_TRECHO_.
Nessa exposição, Stanislavski mostra a tradução em linguagem teatral de
termos relativos à psicanálise. Para atuar com qualidade, o ator necessita submeter-se
à inspiração, e essa tal inspiração depende de revelar-se o conteúdo do
inconsciente – ou subconsciente, conforme o texto –, de modo espontâneo, manifestando-se
depois de maneira consciente. Há uma força oculta na constituição psicológica
de todos os indivíduos, e sabendo-se utilizá-la convenientemente, é possível
transmutá-la em ato criativo. Sendo também o ator dotado de uma estrutura
psicológica complexa, ou seja, subdividida tal como Freud idealizou na sua
teoria topográfica, existe uma correlação entre inconsciente e consciente,
mediada pelo pré-consciente. No caso do processo de formação proposto por
Stanislavski, os conceitos psicanalíticos não se prestam exatamente à cura de
neuroses, mas sim ao aprimoramento do trabalho teatral, e isso então nos
demonstra que as descobertas freudianas não se limitam exclusivamente ao
processo psicoterápico, mas a toda uma gama de situações que transcendem o que
é usual.
Mais adiante, no texto, o professor Tórtsov ensina:
“A utilização do vapor, da eletricidade, do
vento e de outras forças involuntárias da natureza depende da inteligência do
engenheiro. O nosso poder subconsciente não pode funcionar sem o seu respectivo
engenheiro – nossa técnica consciente. Só quando o ator sente que sua vida
interior e exterior em cena está fluindo natural e normalmente, nas
circunstâncias que o envolvem, é que as fontes mais profundas do seu
subconsciente se entreabrem de leve e delas lhe chegam sentimentos que, nem
sempre, podemos analisar. Durante um maior ou menor período de tempo, eles se
apossam de nós, sempre que algum instinto interior os comanda. Como não
entendemos esse poder soberano e não o podemos estudar, nós, atores,
contentamo-nos em chamá-lo simplesmente natureza. Mas se infringirmos as leis
da vida orgânica normal e deixarmos de funcionar certo, então esse
subconsciente sensibilíssimo assusta-se e vai-se. Para evitar que isso
aconteça, planejem primeiro o papel conscientemente e depois representem-nos
com veracidade. A esta altura é essencial o realismo e até mesmo o naturalismo
na elaboração interior do papel, pois isto obriga o subconsciente a funcionar e
induz surtos de inspiração”.
Todo
o diálogo suscitado acima reafirma novamente aquilo que antes mencionei, a
saber: quando uma teoria revela-se bem-sucedida – e esse é o caso da teoria
topográfica da psicanálise –, dissemina-se pela sociedade, deitando influência
sobre outros ramos de atividade. Em sua viagem à América do Norte, no ano de
1909, Sigmund Freud teria dito a Jung: “eles não sabem que estamos lhes
trazendo a peste”, referindo-se às ideias revolucionárias que chegavam, então,
aos médicos norte-americanos. De fato, a psicanálise “contaminou” o debate,
talvez de um modo positivo, e desde seu surgimento podemos constatar em
diversas áreas do conhecimento o quanto isso é verdadeiro.
Gabriel Santamaria é autor de O Evangelho dos Loucos (romance), No Tempo dos Segredos (romance), Assim Morre a Inocência (contos), Destino Navegante (Poemas), Para Ler no Caminho (Mensagens e Crônicas).

_ENUNCIADO_.
Transcreva, sem alterações, a passagem do trecho sobre Stanislavski e a psicanálise que se inicia nas palavras “Gabriel Santamaria é”. Encerre a cópia logo após “(Mensagens e Crônicas).”.

_DADOS PARA ANÁLISE_.
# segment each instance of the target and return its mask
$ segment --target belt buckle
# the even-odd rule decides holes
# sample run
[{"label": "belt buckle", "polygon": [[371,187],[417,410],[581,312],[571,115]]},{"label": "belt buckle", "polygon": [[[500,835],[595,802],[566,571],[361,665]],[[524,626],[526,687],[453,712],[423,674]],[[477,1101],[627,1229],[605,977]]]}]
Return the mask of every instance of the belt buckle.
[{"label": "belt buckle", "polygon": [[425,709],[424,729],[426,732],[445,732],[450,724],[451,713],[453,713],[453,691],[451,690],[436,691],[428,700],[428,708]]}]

_RESOLUÇÃO_.
Gabriel Santamaria é autor de O Evangelho dos Loucos (romance), No Tempo dos Segredos (romance), Assim Morre a Inocência (contos), Destino Navegante (Poemas), Para Ler no Caminho (Mensagens e Crônicas).